* Stated problem
Reproduce the records below exactly as given.
*** Dataset records
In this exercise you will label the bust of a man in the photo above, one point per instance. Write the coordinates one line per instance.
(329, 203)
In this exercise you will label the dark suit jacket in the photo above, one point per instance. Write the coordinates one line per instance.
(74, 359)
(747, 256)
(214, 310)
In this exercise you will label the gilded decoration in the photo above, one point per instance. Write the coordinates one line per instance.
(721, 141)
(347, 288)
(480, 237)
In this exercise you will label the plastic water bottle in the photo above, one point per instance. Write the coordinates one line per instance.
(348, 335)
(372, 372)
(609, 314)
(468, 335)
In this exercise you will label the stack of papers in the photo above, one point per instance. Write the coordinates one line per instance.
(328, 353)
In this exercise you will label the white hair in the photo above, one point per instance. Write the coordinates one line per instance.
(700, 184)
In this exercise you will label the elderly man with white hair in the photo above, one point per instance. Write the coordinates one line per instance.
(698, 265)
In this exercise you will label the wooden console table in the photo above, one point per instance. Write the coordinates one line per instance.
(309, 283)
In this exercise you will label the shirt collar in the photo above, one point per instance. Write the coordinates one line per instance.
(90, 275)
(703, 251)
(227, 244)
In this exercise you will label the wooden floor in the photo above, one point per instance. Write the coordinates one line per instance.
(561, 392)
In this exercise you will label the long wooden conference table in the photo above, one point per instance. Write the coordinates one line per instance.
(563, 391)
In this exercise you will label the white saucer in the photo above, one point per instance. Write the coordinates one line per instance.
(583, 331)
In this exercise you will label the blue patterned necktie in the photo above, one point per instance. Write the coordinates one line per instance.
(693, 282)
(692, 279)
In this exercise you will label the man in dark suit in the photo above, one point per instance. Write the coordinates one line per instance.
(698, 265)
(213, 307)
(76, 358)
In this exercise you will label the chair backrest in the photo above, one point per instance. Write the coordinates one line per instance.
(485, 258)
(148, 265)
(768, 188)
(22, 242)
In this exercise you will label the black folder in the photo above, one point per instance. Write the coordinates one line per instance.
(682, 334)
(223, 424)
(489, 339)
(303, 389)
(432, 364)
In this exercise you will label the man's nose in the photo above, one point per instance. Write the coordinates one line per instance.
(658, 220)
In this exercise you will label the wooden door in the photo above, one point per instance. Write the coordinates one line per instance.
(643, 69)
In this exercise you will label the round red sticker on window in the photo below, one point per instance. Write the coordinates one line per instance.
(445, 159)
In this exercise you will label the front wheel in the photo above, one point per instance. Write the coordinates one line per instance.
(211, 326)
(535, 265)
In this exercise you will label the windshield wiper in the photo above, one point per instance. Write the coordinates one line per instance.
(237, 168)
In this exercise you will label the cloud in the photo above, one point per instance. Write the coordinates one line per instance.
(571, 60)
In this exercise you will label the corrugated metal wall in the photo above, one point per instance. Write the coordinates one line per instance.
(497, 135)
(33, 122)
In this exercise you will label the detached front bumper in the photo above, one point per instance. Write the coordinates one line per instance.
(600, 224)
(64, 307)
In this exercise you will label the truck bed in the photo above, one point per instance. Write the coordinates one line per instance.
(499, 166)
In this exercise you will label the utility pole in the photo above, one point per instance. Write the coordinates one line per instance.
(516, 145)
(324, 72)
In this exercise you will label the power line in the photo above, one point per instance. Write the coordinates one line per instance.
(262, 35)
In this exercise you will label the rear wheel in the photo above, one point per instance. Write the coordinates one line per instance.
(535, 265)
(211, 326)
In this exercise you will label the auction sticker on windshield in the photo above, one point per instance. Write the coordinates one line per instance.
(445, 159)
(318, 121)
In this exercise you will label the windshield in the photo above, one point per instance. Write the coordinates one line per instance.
******
* Result below
In this exercise you will label the bust of a man in the photo above, one point per instance. Write the coordinates one line per instance.
(329, 203)
In this exercise you will label the dark suit jacket in the photo above, one point per instance. Write the coordinates one line per instance.
(74, 359)
(747, 256)
(214, 310)
In this exercise you will label the gilded decoration in the photo above, one point per instance. Write the coordinates one line per instance.
(721, 141)
(347, 288)
(480, 237)
In this exercise you will label the plastic water bottle in the photo above, one point per instance. Write the coordinates one line per instance.
(348, 335)
(372, 372)
(609, 314)
(468, 335)
In this exercise you will label the stack of papers in the photo above, one point per instance. Write the coordinates one line per instance.
(328, 353)
In this exercise you will label the white hair in the photo above, one point per instance. Write the coordinates one line per instance.
(700, 184)
In this exercise you will label the elderly man with white hair in the photo above, one point per instance. Write the coordinates one line per instance.
(698, 265)
In this exercise you will label the wooden console table in the photo above, one point per instance. Write the coordinates one line per instance.
(309, 283)
In this exercise you will label the shirt collar in the photo above, one point per instance. Write the coordinates one line per instance.
(90, 275)
(703, 251)
(227, 244)
In this exercise you will label the wooden floor in the photo above, one point per instance. Write the coordinates one line per instance.
(561, 392)
In this exercise you will label the long wooden conference table in the photo above, one point per instance. Write the coordinates one line per instance.
(563, 391)
In this exercise you will label the white saucer in the photo above, one point per instance. Write the coordinates one line per instance.
(583, 331)
In this exercise you will label the blue patterned necktie in the photo above, one point per instance. Write the coordinates one line per instance.
(693, 282)
(692, 279)
In this exercise you will label the man in dark suit in the photo above, one point per instance. Write the coordinates one line per instance.
(698, 265)
(213, 307)
(76, 358)
In this exercise you will label the chair backrest in the photo above, one point per instance. Write the coordinates one line per instance.
(485, 258)
(148, 265)
(768, 188)
(22, 242)
In this exercise you will label the black folder in the photo above, one point per instance. Write the coordinates one line per instance.
(682, 334)
(223, 424)
(489, 339)
(303, 389)
(432, 364)
In this exercise you will label the man's nose in the photo above, one point per instance. Write the coordinates one line per instance.
(658, 220)
In this exercise you will label the wooden door in the photo above, one point per instance. Write the coordinates one line per instance.
(643, 69)
In this exercise you will label the round red sticker on window in the photo below, one point per instance. Write the coordinates one line per instance.
(445, 159)
In this exercise you will label the front wheel in the photo above, one point per instance. Write the coordinates one line per instance.
(211, 326)
(535, 265)
In this exercise you will label the windshield wiper in the photo above, one point per instance. Write the coordinates one line per instance.
(237, 168)
In this exercise you will label the cloud in the photo above, one point per instance. Write the coordinates one line per instance.
(571, 60)
In this exercise you will label the corrugated metal wall in the photo above, one point per instance. Write the coordinates one line per instance.
(497, 135)
(33, 122)
In this exercise you will label the detached front bumper in the photo above, one point per instance. Write the coordinates one line per instance.
(600, 224)
(64, 307)
In this exercise you will label the truck bed in the photo above, one point per instance. Write the coordinates one line per instance.
(499, 166)
In this exercise you will label the utility pole in the photo above, one point per instance. Write the coordinates one line per instance.
(516, 145)
(324, 72)
In this exercise you will label the power line in the photo above, one point per instance. Write the coordinates one line per instance.
(262, 35)
In this exercise you will label the rear wheel in the photo above, one point per instance. Write the coordinates one line per instance.
(535, 265)
(211, 326)
In this exercise you will label the auction sticker on windshield in the photo above, one point per instance. Write the coordinates one line per instance.
(445, 159)
(318, 121)
In this exercise you will label the windshield in the photo above, one point per instance. Write the coordinates one line per instance.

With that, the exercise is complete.